• [OBJECTIVE] Below is a block of records; repeat all of them exactly.

-- begin DATA FOR THIS EXERCISE --

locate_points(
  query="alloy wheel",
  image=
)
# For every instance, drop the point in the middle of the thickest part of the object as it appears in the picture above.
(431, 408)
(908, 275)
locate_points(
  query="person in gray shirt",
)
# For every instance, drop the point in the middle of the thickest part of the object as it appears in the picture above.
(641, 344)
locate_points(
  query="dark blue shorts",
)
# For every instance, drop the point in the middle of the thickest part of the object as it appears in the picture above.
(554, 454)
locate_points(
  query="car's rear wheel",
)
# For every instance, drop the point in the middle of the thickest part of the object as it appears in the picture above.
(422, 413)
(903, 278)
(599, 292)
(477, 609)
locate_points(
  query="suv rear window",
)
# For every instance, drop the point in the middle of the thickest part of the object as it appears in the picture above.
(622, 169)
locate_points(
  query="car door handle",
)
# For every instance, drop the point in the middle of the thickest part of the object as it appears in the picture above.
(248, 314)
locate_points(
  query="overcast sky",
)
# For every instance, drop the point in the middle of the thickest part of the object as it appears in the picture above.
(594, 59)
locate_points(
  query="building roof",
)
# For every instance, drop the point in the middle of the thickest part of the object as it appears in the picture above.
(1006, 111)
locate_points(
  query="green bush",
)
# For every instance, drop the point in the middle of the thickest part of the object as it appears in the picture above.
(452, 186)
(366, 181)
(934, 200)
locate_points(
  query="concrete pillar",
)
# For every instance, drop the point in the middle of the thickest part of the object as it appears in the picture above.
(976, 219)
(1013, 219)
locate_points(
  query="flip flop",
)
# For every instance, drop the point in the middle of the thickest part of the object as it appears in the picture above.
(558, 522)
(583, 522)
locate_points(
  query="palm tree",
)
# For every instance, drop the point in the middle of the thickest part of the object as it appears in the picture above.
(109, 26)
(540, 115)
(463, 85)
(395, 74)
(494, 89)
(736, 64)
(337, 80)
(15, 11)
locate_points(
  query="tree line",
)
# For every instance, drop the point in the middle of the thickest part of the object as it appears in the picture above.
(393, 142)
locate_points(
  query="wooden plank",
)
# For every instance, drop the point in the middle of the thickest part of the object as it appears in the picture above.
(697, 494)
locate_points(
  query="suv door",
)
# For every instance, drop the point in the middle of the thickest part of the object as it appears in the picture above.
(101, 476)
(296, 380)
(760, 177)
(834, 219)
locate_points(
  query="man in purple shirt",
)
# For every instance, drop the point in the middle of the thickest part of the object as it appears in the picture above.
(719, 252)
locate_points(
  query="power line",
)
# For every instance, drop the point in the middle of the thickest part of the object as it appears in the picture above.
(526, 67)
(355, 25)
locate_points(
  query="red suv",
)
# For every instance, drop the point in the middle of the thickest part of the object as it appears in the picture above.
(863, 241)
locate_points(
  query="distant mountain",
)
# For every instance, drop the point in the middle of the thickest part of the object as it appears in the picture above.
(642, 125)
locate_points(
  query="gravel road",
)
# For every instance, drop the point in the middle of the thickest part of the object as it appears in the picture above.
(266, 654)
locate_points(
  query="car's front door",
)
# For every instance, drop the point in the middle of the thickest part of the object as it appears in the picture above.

-- end DATA FOR THIS EXERCISE --

• [CORRECT OUTPUT]
locate_points(
  query="alloy wheel",
  image=
)
# For every instance, drop the point in the middle of the thickest part of the object as it appears in the picture above.
(431, 408)
(908, 275)
locate_points(
  query="person in gray shirt",
)
# For every instance, drop the point in the middle of the thickest part of the object as it appears in the picture above.
(641, 344)
locate_points(
  query="dark blue shorts",
)
# For every instance, drop the point in the middle of the thickest part of the object as it appears in the picture above.
(554, 454)
locate_points(
  query="car's rear wheel",
)
# For every instance, drop the point in the middle of the thickest part of the object as it appears in the picture above.
(422, 413)
(903, 278)
(599, 292)
(477, 609)
locate_points(
  query="suv rear window",
)
# For every instance, drop the point in the middle of the thickest part of the object as it appears in the picture above.
(622, 169)
locate_points(
  query="car door handle",
)
# For every instance, drop the point in the middle of the thickest part of the object as it appears in the picture above.
(248, 314)
locate_points(
  query="overcast sky",
)
# For every instance, drop the point in the middle of the thickest part of the object as it appears in the picture above.
(594, 59)
locate_points(
  query="building roof",
)
# For every instance, drop the point in the middle of the thickest part of the object as it appears in the picture above.
(1006, 111)
locate_points(
  query="green bush",
)
# For every instance, drop the point in the middle of the thickest part of the object as it appears in the picture above.
(452, 186)
(366, 181)
(934, 200)
locate_points(
  query="concrete pillar",
)
# For every instance, drop the point in the middle of the thickest part of the object as it appears in the picture above.
(976, 219)
(1013, 219)
locate_points(
  query="flip flop",
)
# For every instance, drop the point in the middle of the thickest part of the object as it appears in the picture above.
(558, 522)
(583, 522)
locate_points(
  query="palm tree",
)
# For every instance, drop the point in the middle of the thickest part of the object as it appears in the picture above.
(109, 26)
(540, 115)
(463, 85)
(395, 74)
(494, 89)
(736, 64)
(337, 80)
(15, 11)
locate_points(
  query="tree line",
)
# For every instance, drop the point in the middle of the thickest part of the object as it appears in the picture above.
(393, 142)
locate_points(
  query="wooden plank",
)
# For every instance, drop the point in the middle of the thickest part of the object as it appears in the picture above.
(697, 494)
locate_points(
  query="suv door",
)
# For every instance, drop the point in the middle of the thickest part of the object as it appears in the picture above.
(101, 476)
(296, 380)
(760, 177)
(834, 219)
locate_points(
  query="man in purple shirt",
)
# For every instance, drop the point in the middle of the thickest part of the object as it appears in the picture above.
(719, 252)
locate_points(
  query="power line",
)
# For every instance, drop the point in the middle of the thickest part of the object as it appears in the picture above.
(526, 67)
(355, 25)
locate_points(
  query="red suv",
)
# For every instance, drop the point in the middle of the thickest part of the object as it appears in the picture above.
(863, 241)
locate_points(
  query="distant mountain",
)
# For every instance, drop the point in the middle of the thickest part of the object as it appears in the picture above.
(642, 125)
locate_points(
  query="gravel road",
)
# For every instance, drop the point in the middle of the thickest part of the object as it appears in the picture above.
(266, 654)
locate_points(
  query="car's front door",
)
# For every instance, drop the point in the middle of the thickest part of the object as it appears in the picture above.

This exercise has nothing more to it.